▶ Task brief
Every record below must be retyped exactly, with the pictures left out.

▶ Data for review
.....
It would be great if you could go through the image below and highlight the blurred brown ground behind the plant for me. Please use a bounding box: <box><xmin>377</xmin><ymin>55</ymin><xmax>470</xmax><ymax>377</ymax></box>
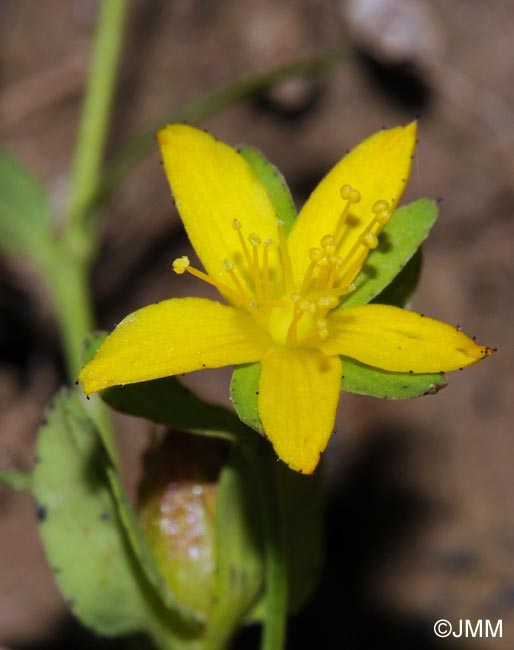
<box><xmin>0</xmin><ymin>0</ymin><xmax>514</xmax><ymax>650</ymax></box>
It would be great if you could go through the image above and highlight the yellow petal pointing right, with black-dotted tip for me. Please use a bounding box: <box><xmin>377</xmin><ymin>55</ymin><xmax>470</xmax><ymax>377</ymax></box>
<box><xmin>320</xmin><ymin>305</ymin><xmax>493</xmax><ymax>372</ymax></box>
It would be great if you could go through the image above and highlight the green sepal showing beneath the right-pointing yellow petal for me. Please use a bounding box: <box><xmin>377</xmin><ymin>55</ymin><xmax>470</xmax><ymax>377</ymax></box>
<box><xmin>341</xmin><ymin>357</ymin><xmax>448</xmax><ymax>399</ymax></box>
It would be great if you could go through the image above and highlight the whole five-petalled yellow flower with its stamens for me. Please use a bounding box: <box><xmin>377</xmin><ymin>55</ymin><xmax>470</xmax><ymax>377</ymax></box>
<box><xmin>79</xmin><ymin>123</ymin><xmax>492</xmax><ymax>473</ymax></box>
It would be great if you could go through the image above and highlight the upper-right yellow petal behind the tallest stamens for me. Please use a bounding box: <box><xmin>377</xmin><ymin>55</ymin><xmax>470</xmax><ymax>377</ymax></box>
<box><xmin>288</xmin><ymin>122</ymin><xmax>416</xmax><ymax>280</ymax></box>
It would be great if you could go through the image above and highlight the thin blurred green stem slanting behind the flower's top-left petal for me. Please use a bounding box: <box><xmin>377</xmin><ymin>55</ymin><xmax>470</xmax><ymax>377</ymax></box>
<box><xmin>92</xmin><ymin>52</ymin><xmax>342</xmax><ymax>207</ymax></box>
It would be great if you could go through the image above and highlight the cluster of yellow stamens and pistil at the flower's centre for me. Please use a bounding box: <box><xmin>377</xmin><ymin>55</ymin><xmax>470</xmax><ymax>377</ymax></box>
<box><xmin>173</xmin><ymin>185</ymin><xmax>392</xmax><ymax>346</ymax></box>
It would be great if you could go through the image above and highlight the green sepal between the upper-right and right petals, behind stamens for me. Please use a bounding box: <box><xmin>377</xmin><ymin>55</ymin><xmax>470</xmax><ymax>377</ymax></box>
<box><xmin>341</xmin><ymin>199</ymin><xmax>437</xmax><ymax>308</ymax></box>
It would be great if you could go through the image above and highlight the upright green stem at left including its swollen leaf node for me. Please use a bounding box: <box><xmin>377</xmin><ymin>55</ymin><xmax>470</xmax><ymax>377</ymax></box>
<box><xmin>48</xmin><ymin>0</ymin><xmax>129</xmax><ymax>379</ymax></box>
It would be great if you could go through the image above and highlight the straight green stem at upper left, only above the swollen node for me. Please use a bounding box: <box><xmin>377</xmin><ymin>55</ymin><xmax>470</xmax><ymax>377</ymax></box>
<box><xmin>69</xmin><ymin>0</ymin><xmax>129</xmax><ymax>232</ymax></box>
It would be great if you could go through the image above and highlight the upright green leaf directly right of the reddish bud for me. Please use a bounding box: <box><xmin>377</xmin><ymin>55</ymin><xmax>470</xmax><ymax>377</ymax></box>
<box><xmin>206</xmin><ymin>446</ymin><xmax>264</xmax><ymax>647</ymax></box>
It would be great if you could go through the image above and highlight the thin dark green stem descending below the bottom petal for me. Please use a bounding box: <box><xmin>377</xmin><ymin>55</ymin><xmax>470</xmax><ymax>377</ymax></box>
<box><xmin>261</xmin><ymin>441</ymin><xmax>289</xmax><ymax>650</ymax></box>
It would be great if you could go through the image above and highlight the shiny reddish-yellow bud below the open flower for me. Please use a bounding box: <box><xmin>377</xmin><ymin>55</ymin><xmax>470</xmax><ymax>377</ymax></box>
<box><xmin>138</xmin><ymin>431</ymin><xmax>225</xmax><ymax>617</ymax></box>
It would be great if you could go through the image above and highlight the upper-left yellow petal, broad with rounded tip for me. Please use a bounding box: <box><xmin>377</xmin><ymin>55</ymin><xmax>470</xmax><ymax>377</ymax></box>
<box><xmin>157</xmin><ymin>124</ymin><xmax>277</xmax><ymax>296</ymax></box>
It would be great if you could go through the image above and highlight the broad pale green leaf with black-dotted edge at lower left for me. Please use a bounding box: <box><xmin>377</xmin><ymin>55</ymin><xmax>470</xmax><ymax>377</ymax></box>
<box><xmin>33</xmin><ymin>390</ymin><xmax>197</xmax><ymax>649</ymax></box>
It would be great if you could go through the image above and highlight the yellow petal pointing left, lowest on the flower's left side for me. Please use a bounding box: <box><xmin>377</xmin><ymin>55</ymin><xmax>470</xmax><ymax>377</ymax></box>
<box><xmin>79</xmin><ymin>298</ymin><xmax>268</xmax><ymax>394</ymax></box>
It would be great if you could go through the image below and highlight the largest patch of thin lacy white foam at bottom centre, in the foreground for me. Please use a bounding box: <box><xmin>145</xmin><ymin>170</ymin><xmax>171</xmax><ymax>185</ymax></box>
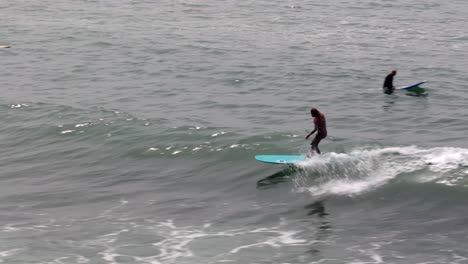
<box><xmin>103</xmin><ymin>220</ymin><xmax>310</xmax><ymax>264</ymax></box>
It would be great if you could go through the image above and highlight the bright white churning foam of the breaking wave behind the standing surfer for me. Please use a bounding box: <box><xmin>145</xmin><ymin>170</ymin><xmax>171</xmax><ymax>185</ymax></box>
<box><xmin>296</xmin><ymin>146</ymin><xmax>468</xmax><ymax>196</ymax></box>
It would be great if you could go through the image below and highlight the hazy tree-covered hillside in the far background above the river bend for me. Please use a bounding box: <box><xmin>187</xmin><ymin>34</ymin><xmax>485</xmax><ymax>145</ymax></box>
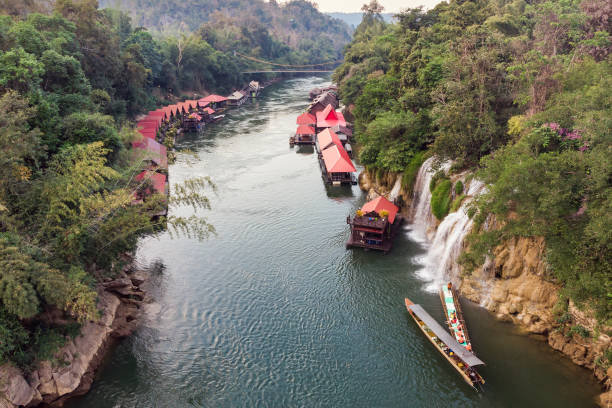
.....
▶ Output of the task
It would be great if you could go through the image below and highlight the blurred brown ground behind the plant for me. Please use a bounding box: <box><xmin>377</xmin><ymin>55</ymin><xmax>470</xmax><ymax>377</ymax></box>
<box><xmin>0</xmin><ymin>0</ymin><xmax>514</xmax><ymax>650</ymax></box>
It would be great if you could go through the image above and highlight the yellow petal pointing right, with black-dotted tip for me. Please use a bounding box: <box><xmin>377</xmin><ymin>55</ymin><xmax>470</xmax><ymax>377</ymax></box>
<box><xmin>320</xmin><ymin>305</ymin><xmax>493</xmax><ymax>372</ymax></box>
It would be great if you could go through the image above and highlight the green sepal showing beneath the right-pointing yellow petal for me. Please use a bounding box: <box><xmin>377</xmin><ymin>55</ymin><xmax>470</xmax><ymax>377</ymax></box>
<box><xmin>341</xmin><ymin>357</ymin><xmax>448</xmax><ymax>399</ymax></box>
It would be great if you could go through the image above and highlight the whole five-petalled yellow flower with its stamens for me. Please use a bounding box: <box><xmin>377</xmin><ymin>55</ymin><xmax>470</xmax><ymax>377</ymax></box>
<box><xmin>79</xmin><ymin>123</ymin><xmax>492</xmax><ymax>473</ymax></box>
It would be great if you could go through the image above and highlight the upper-right yellow petal behind the tallest stamens for me. Please use a bounding box: <box><xmin>377</xmin><ymin>55</ymin><xmax>470</xmax><ymax>377</ymax></box>
<box><xmin>288</xmin><ymin>122</ymin><xmax>416</xmax><ymax>280</ymax></box>
It would be great if you could go through the image above and highlight the thin blurred green stem slanting behind the flower's top-left petal for me. Please use a bounding box: <box><xmin>377</xmin><ymin>55</ymin><xmax>470</xmax><ymax>377</ymax></box>
<box><xmin>92</xmin><ymin>52</ymin><xmax>342</xmax><ymax>207</ymax></box>
It would be great if you could go through the image above and highlight the cluster of yellow stamens and pistil at the flower's centre for me. Please use a bounding box: <box><xmin>377</xmin><ymin>55</ymin><xmax>470</xmax><ymax>377</ymax></box>
<box><xmin>173</xmin><ymin>185</ymin><xmax>392</xmax><ymax>346</ymax></box>
It would be great if you could go through the image above and highlight the green sepal between the upper-right and right petals, behind stamens for me. Please use a bounding box: <box><xmin>377</xmin><ymin>55</ymin><xmax>470</xmax><ymax>377</ymax></box>
<box><xmin>341</xmin><ymin>199</ymin><xmax>437</xmax><ymax>308</ymax></box>
It would be great if you could go through the image above and highlight the upright green stem at left including its swollen leaf node for me. Please use a bounding box: <box><xmin>377</xmin><ymin>55</ymin><xmax>470</xmax><ymax>377</ymax></box>
<box><xmin>48</xmin><ymin>0</ymin><xmax>129</xmax><ymax>379</ymax></box>
It would be great if you could go through the image above and highlight the straight green stem at upper left, only above the swollen node for me. Please use a bounding box: <box><xmin>377</xmin><ymin>55</ymin><xmax>470</xmax><ymax>377</ymax></box>
<box><xmin>69</xmin><ymin>0</ymin><xmax>129</xmax><ymax>232</ymax></box>
It would be great if you could go through the image above and highlight the upright green leaf directly right of the reddish bud for me. Please use a bounding box: <box><xmin>377</xmin><ymin>55</ymin><xmax>470</xmax><ymax>377</ymax></box>
<box><xmin>206</xmin><ymin>446</ymin><xmax>264</xmax><ymax>647</ymax></box>
It would be great if you could go through the image above and highlight the thin dark green stem descending below the bottom petal for me. Please use a bounding box: <box><xmin>377</xmin><ymin>55</ymin><xmax>470</xmax><ymax>377</ymax></box>
<box><xmin>261</xmin><ymin>441</ymin><xmax>289</xmax><ymax>650</ymax></box>
It would be great if you could go through the image above and highlight the shiny reddish-yellow bud below the open flower for me. Please use a bounding box: <box><xmin>377</xmin><ymin>55</ymin><xmax>470</xmax><ymax>377</ymax></box>
<box><xmin>138</xmin><ymin>431</ymin><xmax>225</xmax><ymax>617</ymax></box>
It would be great if you could go through the image above and highlight the upper-left yellow petal, broad with rounded tip for me. Please use a bounding box: <box><xmin>377</xmin><ymin>55</ymin><xmax>470</xmax><ymax>377</ymax></box>
<box><xmin>157</xmin><ymin>124</ymin><xmax>277</xmax><ymax>296</ymax></box>
It would be great if you could go through the image above and highlight the broad pale green leaf with black-dotted edge at lower left for me. Please use a bounding box: <box><xmin>377</xmin><ymin>55</ymin><xmax>470</xmax><ymax>377</ymax></box>
<box><xmin>33</xmin><ymin>390</ymin><xmax>197</xmax><ymax>649</ymax></box>
It would be great if you could go through the image above and highlight the yellow petal pointing left, lowest on the flower's left side for me. Please use a bounding box: <box><xmin>377</xmin><ymin>55</ymin><xmax>470</xmax><ymax>377</ymax></box>
<box><xmin>79</xmin><ymin>298</ymin><xmax>268</xmax><ymax>394</ymax></box>
It would be great if you could go through the image below and highlight the largest patch of thin lacy white foam at bottom centre, in the foreground for me. Please use a bounding box: <box><xmin>145</xmin><ymin>170</ymin><xmax>171</xmax><ymax>185</ymax></box>
<box><xmin>103</xmin><ymin>220</ymin><xmax>310</xmax><ymax>264</ymax></box>
It would be great if you could go through the image above and highlight the bright white churning foam of the breaking wave behind the standing surfer for me. Please use a bounding box: <box><xmin>145</xmin><ymin>170</ymin><xmax>171</xmax><ymax>185</ymax></box>
<box><xmin>296</xmin><ymin>146</ymin><xmax>468</xmax><ymax>196</ymax></box>
It would be great if you could go through the image below and highlight the hazy tree-covered hillside in the far background above the river bend for me. Please use a bounding box: <box><xmin>187</xmin><ymin>34</ymin><xmax>485</xmax><ymax>145</ymax></box>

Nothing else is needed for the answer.